> **What the task requires**: Look in the material below for the line holding "[[136, 62], [454, 111], [379, 108]]". Set it down exactly, with each later line up to and including the line holding "For every instance of the person in black".
Supplied information section start
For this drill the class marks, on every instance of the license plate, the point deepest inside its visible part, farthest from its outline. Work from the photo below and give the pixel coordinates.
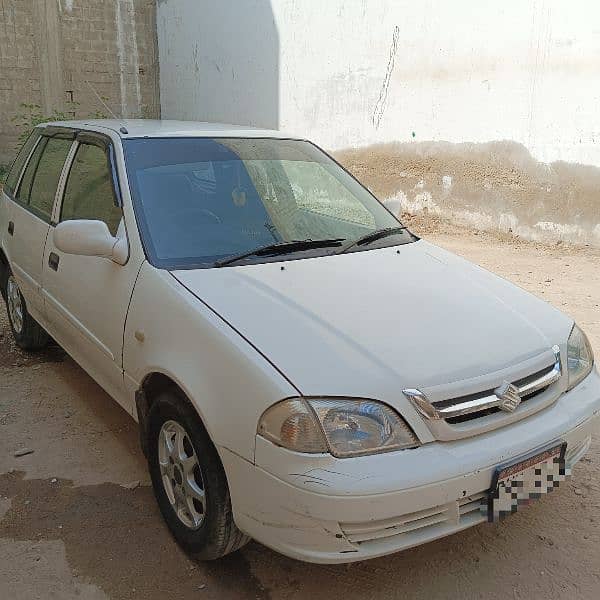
(519, 483)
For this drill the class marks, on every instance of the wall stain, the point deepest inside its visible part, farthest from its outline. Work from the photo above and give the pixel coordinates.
(494, 186)
(381, 103)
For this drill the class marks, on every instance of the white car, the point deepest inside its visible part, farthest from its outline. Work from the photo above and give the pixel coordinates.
(305, 371)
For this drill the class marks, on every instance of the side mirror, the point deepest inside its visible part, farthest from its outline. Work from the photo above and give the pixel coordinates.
(90, 238)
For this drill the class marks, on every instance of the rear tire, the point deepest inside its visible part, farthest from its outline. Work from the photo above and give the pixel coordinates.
(28, 333)
(189, 480)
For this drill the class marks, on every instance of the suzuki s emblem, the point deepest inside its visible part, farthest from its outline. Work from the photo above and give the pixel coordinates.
(508, 397)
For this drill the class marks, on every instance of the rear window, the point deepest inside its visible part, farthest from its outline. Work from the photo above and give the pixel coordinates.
(13, 177)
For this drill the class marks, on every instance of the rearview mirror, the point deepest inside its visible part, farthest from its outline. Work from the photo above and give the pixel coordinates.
(90, 238)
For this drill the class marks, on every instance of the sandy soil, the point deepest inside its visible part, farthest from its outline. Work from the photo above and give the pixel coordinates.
(77, 518)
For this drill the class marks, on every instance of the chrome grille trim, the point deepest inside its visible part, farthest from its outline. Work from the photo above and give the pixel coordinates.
(433, 411)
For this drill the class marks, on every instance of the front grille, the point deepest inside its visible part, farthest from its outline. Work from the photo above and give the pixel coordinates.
(487, 402)
(521, 383)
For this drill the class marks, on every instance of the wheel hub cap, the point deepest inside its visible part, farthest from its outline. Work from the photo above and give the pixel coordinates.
(181, 475)
(15, 305)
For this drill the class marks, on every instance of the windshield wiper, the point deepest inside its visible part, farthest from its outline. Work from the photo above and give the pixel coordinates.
(372, 237)
(281, 248)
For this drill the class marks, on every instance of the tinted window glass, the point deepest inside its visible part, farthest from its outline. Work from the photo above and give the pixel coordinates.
(43, 190)
(89, 193)
(15, 171)
(200, 199)
(27, 179)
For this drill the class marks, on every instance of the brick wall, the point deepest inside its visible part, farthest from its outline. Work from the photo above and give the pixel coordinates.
(54, 52)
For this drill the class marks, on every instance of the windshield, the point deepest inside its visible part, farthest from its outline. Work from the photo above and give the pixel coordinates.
(202, 200)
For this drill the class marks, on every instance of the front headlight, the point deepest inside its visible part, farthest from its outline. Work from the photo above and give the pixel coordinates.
(343, 427)
(580, 358)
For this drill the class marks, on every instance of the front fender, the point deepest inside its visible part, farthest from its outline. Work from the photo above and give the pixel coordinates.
(170, 331)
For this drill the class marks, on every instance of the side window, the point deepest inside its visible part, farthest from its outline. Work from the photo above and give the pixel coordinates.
(89, 193)
(27, 179)
(13, 177)
(45, 182)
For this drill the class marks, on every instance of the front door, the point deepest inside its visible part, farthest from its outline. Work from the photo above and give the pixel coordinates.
(87, 297)
(29, 215)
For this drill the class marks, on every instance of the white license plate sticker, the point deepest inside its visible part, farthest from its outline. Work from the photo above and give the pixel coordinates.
(520, 483)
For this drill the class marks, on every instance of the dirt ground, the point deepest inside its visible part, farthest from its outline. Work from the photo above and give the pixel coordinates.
(78, 520)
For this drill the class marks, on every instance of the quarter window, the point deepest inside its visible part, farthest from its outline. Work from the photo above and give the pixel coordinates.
(89, 193)
(43, 190)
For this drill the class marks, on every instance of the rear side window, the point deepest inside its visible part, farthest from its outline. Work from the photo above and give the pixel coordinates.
(27, 179)
(89, 193)
(13, 177)
(43, 190)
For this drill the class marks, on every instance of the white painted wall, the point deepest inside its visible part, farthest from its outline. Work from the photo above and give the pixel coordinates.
(355, 72)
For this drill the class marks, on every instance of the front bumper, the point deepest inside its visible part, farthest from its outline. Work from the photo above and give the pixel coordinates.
(326, 510)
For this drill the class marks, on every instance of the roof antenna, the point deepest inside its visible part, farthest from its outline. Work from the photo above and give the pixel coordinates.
(123, 129)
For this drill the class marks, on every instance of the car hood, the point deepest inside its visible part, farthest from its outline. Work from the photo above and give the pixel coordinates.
(371, 323)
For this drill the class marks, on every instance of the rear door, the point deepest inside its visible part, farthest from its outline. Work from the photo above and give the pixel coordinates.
(87, 297)
(29, 215)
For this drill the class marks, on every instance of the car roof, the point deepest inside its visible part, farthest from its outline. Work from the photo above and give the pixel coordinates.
(135, 128)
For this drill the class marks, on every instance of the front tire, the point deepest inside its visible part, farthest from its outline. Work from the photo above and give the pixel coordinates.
(28, 333)
(189, 480)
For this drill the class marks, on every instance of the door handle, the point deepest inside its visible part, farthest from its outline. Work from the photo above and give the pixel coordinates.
(53, 261)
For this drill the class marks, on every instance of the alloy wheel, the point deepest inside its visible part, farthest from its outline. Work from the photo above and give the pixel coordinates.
(181, 474)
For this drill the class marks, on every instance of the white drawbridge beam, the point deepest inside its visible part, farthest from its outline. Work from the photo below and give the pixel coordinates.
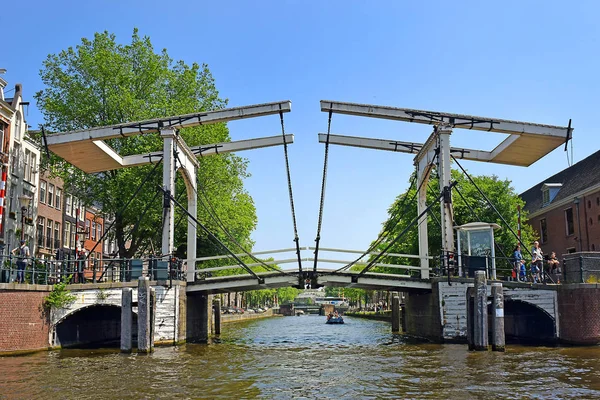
(527, 143)
(87, 150)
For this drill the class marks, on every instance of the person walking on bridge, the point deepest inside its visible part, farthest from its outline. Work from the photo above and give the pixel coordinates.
(23, 254)
(537, 260)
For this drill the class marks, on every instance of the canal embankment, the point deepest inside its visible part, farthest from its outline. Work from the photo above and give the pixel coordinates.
(228, 318)
(372, 315)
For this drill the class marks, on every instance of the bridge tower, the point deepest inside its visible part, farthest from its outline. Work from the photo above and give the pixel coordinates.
(87, 150)
(526, 143)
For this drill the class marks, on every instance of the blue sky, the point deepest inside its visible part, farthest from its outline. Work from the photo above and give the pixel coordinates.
(534, 61)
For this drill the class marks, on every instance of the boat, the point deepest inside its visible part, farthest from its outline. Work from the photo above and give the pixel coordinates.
(335, 320)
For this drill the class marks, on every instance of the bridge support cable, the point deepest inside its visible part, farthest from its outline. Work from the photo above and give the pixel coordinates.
(289, 178)
(156, 237)
(209, 233)
(402, 210)
(323, 185)
(122, 209)
(386, 231)
(372, 263)
(491, 205)
(474, 213)
(212, 212)
(131, 232)
(434, 217)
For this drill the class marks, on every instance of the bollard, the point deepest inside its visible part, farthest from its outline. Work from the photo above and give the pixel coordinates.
(498, 343)
(480, 329)
(152, 316)
(144, 327)
(217, 305)
(470, 315)
(126, 319)
(395, 312)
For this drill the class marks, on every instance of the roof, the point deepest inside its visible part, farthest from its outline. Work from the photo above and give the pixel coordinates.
(575, 179)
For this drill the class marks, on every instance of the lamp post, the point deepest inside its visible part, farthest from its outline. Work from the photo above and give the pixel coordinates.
(576, 201)
(24, 202)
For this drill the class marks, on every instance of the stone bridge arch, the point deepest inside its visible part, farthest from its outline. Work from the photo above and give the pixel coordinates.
(524, 320)
(92, 325)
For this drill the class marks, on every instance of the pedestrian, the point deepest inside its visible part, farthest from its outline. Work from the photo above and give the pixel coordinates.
(553, 264)
(537, 260)
(517, 260)
(23, 254)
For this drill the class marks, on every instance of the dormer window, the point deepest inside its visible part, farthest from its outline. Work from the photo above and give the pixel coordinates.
(549, 192)
(545, 196)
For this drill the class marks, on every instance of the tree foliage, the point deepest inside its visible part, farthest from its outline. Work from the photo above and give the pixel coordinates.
(102, 82)
(470, 207)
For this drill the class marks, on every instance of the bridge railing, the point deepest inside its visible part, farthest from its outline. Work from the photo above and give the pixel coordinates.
(499, 267)
(49, 271)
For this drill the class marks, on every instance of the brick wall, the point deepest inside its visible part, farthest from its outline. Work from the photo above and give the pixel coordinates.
(558, 240)
(579, 311)
(423, 315)
(22, 324)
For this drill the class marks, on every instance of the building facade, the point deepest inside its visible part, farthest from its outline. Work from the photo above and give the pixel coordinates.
(50, 216)
(20, 160)
(564, 209)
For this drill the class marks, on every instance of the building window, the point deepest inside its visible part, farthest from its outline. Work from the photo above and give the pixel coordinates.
(73, 237)
(49, 227)
(570, 227)
(50, 194)
(43, 192)
(69, 200)
(543, 230)
(32, 170)
(27, 166)
(40, 231)
(15, 158)
(29, 194)
(56, 235)
(13, 198)
(57, 203)
(67, 236)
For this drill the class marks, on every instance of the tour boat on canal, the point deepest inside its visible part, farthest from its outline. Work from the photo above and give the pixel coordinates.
(335, 320)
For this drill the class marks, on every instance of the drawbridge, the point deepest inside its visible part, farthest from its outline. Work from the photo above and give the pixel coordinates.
(524, 144)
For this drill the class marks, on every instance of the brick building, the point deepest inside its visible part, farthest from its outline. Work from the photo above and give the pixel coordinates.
(50, 216)
(564, 209)
(19, 160)
(94, 223)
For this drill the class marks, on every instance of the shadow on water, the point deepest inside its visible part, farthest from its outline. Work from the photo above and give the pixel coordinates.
(291, 357)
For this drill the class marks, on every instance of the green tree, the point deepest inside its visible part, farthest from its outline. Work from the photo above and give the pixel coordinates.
(471, 207)
(102, 82)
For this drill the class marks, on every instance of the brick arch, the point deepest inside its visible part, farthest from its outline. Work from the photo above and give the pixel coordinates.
(94, 324)
(524, 320)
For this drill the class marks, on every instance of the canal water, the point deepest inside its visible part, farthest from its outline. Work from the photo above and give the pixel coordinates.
(303, 358)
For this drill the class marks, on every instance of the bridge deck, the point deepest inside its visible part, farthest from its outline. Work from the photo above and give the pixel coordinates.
(372, 281)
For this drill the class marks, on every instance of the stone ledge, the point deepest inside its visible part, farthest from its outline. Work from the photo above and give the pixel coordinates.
(25, 287)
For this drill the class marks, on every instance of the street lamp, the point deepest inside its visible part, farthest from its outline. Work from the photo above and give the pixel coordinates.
(24, 202)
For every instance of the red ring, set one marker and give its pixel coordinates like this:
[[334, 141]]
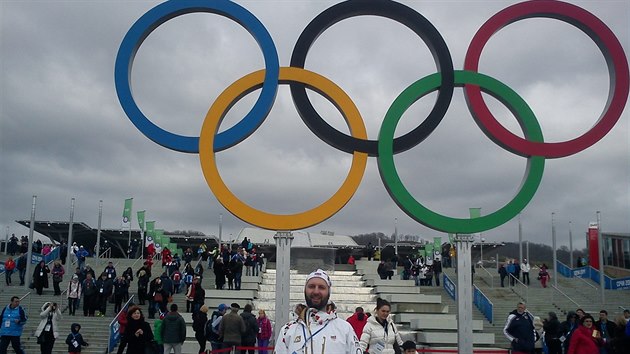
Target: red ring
[[597, 31]]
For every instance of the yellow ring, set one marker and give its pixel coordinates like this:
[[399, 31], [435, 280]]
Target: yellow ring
[[263, 219]]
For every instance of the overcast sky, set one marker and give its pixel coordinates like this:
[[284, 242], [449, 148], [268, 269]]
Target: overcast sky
[[63, 133]]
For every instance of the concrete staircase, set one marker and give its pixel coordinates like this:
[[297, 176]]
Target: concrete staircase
[[425, 314]]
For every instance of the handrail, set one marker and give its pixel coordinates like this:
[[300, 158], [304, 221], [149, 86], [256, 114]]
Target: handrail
[[108, 251], [565, 295], [490, 274], [520, 282]]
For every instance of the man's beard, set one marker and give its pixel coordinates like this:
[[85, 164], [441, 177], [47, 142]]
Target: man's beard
[[322, 304]]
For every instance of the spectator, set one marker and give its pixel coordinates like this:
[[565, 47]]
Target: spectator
[[9, 266], [213, 327], [607, 329], [358, 321], [502, 274], [525, 268], [553, 333], [173, 331], [380, 333], [585, 339], [265, 331], [74, 294], [40, 277], [409, 347], [519, 329], [232, 327], [21, 266], [13, 319], [57, 273], [317, 293], [567, 328], [138, 332], [543, 275], [248, 338], [90, 296], [200, 317], [75, 339], [47, 330]]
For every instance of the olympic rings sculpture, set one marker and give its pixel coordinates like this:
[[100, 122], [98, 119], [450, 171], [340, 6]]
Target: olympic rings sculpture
[[532, 146]]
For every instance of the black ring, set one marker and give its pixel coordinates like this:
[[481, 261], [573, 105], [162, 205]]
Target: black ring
[[399, 13]]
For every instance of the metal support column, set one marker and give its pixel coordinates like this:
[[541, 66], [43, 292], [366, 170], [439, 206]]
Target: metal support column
[[464, 293], [29, 254], [283, 278]]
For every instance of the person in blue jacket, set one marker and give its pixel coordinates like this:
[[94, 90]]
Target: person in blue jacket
[[13, 320]]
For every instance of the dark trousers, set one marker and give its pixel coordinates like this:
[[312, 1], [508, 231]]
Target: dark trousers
[[201, 339], [49, 343], [56, 287], [15, 343], [72, 305], [526, 278]]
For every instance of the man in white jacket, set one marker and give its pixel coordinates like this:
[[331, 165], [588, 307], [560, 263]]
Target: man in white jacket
[[317, 331]]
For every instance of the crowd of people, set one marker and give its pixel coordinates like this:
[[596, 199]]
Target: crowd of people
[[579, 334]]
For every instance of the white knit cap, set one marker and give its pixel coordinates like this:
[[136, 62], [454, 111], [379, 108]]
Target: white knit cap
[[319, 274]]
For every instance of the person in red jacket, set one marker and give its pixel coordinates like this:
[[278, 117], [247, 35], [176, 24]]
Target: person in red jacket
[[358, 321], [585, 339], [9, 266]]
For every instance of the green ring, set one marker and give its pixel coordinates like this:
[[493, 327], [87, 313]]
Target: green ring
[[429, 218]]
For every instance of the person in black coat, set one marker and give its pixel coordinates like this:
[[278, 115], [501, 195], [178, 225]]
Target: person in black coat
[[248, 339], [219, 273], [553, 332], [200, 317], [40, 277], [138, 332]]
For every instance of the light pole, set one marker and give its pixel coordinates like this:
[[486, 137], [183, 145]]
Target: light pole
[[481, 256]]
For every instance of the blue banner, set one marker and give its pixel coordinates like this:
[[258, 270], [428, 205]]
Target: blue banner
[[449, 287], [483, 304]]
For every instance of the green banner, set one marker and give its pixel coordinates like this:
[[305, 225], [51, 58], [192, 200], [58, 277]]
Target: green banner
[[475, 213], [141, 219], [127, 211], [437, 243]]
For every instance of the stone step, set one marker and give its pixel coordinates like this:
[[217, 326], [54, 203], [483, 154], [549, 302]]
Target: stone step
[[413, 298], [441, 338], [336, 289], [299, 296]]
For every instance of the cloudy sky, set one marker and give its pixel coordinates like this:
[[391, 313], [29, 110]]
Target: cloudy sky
[[63, 133]]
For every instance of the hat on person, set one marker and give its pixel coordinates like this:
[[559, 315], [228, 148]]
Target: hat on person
[[408, 345], [319, 274]]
Supplied information section end
> **Response to this exercise**:
[[136, 62], [454, 111], [379, 108]]
Target: white knit cap
[[319, 274]]
For every instance of the person in red jacket, set one marker and give its pixel coordinates like this:
[[278, 117], [247, 35], [176, 24]]
Target: person in red jacket
[[358, 321], [585, 339], [9, 266]]
For every instance of the green ring, set one marker and give its pixel coordinates like this:
[[493, 327], [87, 313]]
Target: green ring
[[429, 218]]
For every instance of the person in black coat, set one marker and give its pixel coordinates like this:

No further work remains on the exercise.